Information Block Start
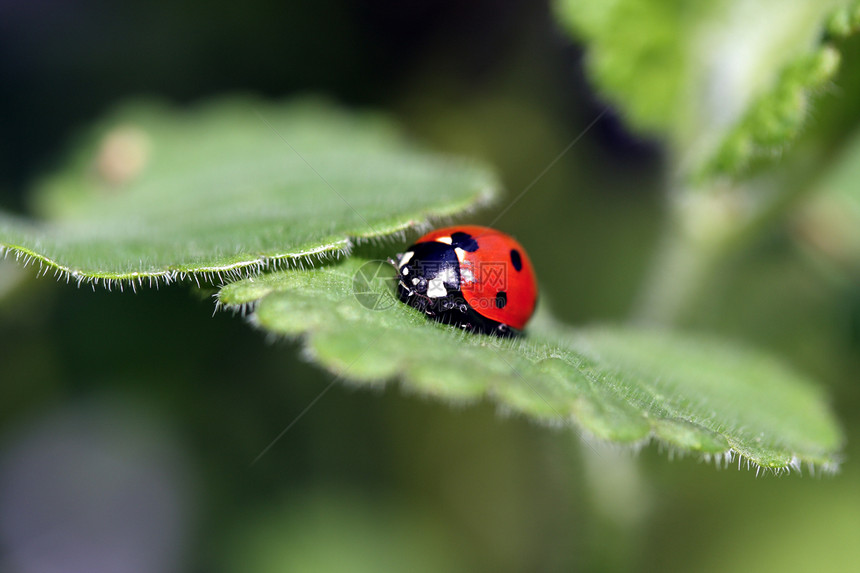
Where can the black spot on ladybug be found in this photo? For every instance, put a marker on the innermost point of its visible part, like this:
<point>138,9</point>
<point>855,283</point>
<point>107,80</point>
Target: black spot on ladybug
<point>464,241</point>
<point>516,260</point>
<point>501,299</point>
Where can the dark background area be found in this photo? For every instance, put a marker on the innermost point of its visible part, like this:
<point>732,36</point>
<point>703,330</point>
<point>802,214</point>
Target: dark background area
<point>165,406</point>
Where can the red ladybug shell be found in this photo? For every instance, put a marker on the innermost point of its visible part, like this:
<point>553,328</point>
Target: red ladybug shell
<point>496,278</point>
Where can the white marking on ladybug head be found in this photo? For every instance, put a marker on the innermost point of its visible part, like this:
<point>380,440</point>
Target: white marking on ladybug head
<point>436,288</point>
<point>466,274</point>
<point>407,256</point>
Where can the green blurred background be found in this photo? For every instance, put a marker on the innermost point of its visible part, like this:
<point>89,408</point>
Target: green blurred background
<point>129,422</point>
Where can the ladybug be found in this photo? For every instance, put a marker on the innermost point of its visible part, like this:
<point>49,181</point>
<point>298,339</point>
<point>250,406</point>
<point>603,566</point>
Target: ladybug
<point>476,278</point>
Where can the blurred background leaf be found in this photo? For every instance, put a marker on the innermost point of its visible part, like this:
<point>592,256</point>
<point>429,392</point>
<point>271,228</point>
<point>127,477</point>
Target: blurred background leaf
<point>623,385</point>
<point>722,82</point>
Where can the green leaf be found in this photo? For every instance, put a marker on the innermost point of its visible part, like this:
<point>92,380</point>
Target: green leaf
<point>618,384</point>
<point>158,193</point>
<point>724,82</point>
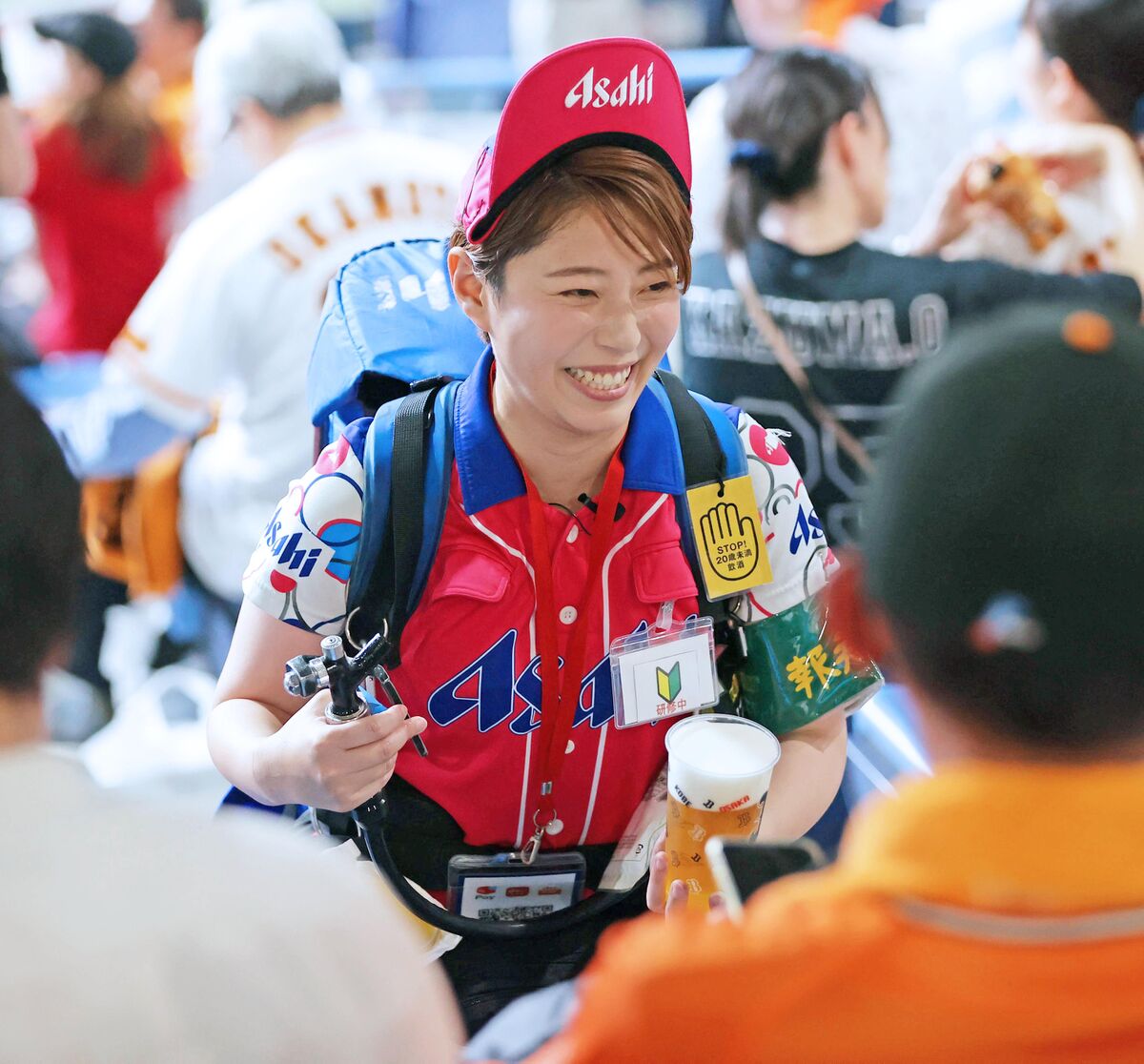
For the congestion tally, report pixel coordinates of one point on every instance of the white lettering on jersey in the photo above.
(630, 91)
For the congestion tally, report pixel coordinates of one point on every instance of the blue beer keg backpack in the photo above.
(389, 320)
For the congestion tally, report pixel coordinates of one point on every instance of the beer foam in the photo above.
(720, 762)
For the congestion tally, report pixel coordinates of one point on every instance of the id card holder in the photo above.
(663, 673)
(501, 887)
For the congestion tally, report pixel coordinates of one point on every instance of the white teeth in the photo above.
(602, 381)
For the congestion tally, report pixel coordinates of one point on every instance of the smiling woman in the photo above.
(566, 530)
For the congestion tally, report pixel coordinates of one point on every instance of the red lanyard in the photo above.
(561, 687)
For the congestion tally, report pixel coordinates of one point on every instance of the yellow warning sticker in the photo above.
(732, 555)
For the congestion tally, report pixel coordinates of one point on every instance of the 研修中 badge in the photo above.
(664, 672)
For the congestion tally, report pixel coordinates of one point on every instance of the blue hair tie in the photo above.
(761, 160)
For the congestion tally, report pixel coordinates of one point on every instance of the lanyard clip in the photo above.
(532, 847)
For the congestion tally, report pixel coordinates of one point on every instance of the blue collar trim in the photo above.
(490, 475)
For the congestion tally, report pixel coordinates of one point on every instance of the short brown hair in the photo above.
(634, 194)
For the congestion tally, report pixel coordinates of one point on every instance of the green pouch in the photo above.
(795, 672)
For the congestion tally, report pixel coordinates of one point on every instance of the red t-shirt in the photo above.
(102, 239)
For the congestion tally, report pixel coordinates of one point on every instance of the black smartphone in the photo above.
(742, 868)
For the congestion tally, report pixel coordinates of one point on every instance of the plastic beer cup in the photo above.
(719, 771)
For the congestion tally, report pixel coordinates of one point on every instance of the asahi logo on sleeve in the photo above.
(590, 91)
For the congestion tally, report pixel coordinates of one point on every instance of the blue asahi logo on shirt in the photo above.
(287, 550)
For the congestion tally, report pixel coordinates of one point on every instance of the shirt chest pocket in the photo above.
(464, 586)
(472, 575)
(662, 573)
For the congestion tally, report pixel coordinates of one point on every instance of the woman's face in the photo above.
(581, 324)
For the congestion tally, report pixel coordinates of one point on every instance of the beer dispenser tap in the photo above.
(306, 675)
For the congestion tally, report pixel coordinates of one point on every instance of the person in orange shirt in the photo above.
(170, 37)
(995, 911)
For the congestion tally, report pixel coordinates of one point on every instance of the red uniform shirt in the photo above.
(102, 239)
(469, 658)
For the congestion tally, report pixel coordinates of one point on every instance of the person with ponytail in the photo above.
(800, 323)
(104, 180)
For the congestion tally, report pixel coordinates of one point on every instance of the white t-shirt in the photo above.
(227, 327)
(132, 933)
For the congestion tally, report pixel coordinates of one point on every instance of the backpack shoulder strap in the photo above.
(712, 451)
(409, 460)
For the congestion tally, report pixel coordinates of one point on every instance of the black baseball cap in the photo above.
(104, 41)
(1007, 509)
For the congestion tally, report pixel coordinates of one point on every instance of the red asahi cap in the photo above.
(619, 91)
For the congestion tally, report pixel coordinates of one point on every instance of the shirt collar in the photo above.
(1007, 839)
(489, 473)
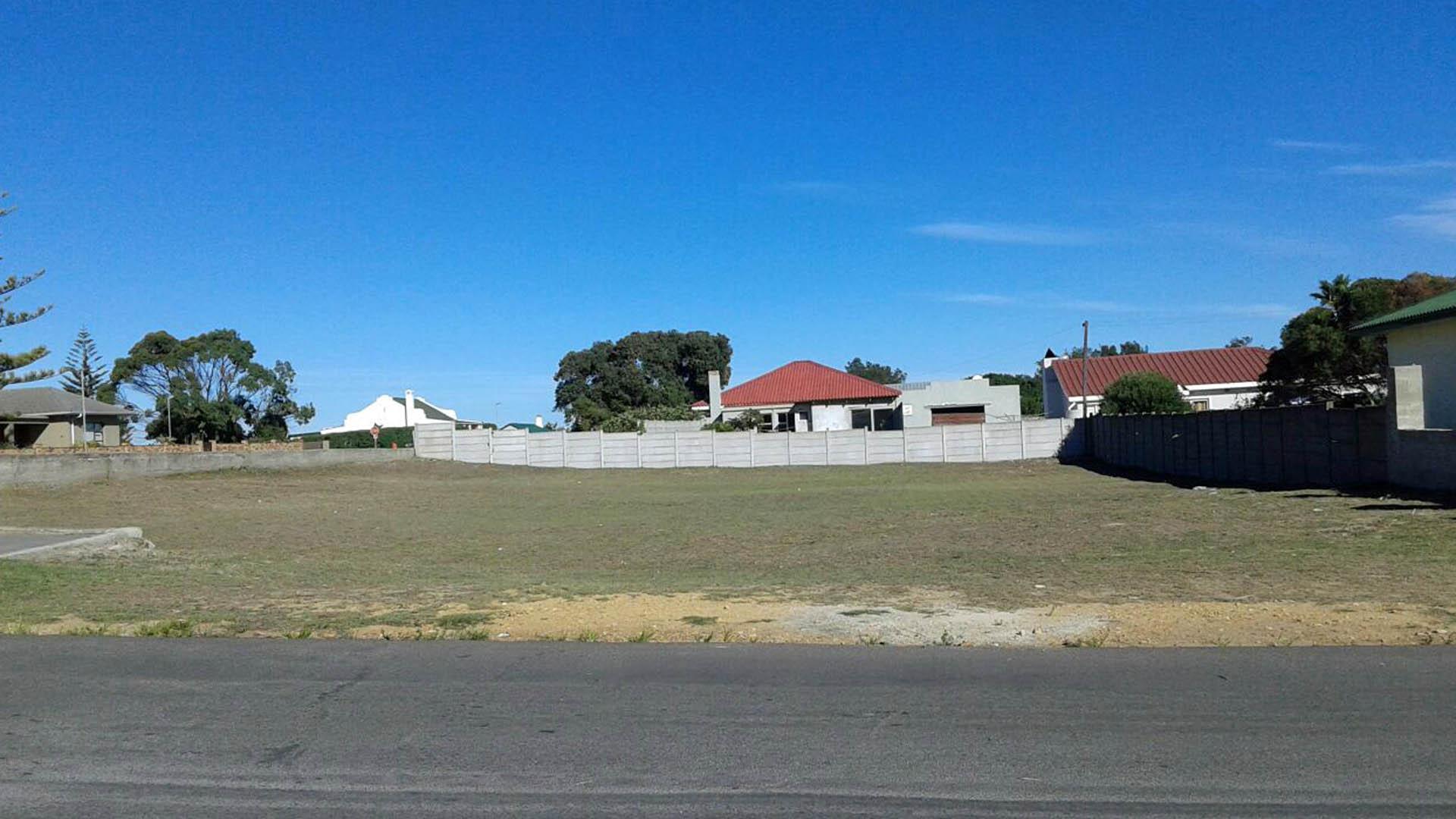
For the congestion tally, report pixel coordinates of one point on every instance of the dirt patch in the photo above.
Information Block End
Information Block Start
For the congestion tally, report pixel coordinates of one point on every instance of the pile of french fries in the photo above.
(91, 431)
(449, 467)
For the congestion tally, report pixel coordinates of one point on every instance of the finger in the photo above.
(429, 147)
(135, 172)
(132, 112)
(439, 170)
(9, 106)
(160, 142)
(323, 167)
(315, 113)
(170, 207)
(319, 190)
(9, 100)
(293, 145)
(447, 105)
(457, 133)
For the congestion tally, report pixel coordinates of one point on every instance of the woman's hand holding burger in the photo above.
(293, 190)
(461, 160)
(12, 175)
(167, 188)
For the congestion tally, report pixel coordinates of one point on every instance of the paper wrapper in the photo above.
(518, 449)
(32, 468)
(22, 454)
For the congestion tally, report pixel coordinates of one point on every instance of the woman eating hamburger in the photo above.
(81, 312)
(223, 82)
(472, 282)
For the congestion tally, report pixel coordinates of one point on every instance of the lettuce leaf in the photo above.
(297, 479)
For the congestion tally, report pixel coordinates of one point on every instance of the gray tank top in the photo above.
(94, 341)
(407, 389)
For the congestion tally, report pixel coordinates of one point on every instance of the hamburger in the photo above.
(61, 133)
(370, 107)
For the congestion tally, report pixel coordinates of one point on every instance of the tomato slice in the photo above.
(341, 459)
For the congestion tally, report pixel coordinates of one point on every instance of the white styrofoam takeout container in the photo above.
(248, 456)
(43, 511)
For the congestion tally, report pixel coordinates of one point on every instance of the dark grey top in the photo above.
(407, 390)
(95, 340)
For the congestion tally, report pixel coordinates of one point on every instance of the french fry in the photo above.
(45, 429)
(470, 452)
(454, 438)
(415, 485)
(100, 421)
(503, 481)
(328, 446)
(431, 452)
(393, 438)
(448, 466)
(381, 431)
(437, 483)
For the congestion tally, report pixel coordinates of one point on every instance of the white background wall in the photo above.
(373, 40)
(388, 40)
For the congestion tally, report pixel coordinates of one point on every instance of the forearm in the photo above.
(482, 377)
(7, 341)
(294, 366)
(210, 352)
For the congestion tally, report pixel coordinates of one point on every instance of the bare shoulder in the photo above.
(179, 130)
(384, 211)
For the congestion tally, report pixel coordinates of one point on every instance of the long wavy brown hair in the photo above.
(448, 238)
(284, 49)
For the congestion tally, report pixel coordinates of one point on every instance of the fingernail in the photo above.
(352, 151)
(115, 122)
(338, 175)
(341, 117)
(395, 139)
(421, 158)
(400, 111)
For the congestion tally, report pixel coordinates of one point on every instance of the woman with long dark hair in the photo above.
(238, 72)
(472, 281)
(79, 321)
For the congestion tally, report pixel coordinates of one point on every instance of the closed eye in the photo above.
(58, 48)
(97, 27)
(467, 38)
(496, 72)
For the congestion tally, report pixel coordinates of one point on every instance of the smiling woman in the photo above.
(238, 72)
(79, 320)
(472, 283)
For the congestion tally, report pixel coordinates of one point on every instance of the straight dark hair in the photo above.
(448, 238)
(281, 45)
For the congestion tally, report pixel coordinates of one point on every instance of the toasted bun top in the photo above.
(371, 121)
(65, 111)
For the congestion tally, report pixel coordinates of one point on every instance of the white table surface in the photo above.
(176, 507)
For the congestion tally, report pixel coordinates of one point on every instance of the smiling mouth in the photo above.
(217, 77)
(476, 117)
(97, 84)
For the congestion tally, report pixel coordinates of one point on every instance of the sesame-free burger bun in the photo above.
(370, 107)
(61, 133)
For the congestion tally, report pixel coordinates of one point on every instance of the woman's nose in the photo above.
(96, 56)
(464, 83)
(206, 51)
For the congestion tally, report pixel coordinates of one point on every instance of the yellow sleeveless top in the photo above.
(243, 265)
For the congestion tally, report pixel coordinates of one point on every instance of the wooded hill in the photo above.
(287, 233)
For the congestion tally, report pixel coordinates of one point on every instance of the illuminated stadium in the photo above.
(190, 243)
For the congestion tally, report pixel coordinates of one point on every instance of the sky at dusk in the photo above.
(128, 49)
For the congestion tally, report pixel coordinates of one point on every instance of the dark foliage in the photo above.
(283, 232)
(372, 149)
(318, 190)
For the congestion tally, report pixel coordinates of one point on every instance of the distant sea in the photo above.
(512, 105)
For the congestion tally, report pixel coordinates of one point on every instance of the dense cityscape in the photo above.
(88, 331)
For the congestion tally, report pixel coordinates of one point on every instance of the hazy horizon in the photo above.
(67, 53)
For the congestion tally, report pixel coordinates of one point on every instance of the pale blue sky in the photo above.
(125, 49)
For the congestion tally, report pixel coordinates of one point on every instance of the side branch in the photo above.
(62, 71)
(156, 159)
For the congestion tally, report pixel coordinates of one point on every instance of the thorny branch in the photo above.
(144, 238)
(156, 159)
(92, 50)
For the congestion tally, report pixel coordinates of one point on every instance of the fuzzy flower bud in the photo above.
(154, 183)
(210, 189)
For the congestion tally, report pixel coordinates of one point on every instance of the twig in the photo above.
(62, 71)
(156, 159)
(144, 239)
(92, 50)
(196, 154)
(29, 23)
Information Block End
Only the lines above from the line with "Where can the black" to the line with "<point>107,80</point>", those two lines included, should be reproduced exactly.

Where can the black spot on ladybug be found in this photo? For every instance, put a marker on the innermost point of its visible part, like this:
<point>138,9</point>
<point>855,283</point>
<point>107,80</point>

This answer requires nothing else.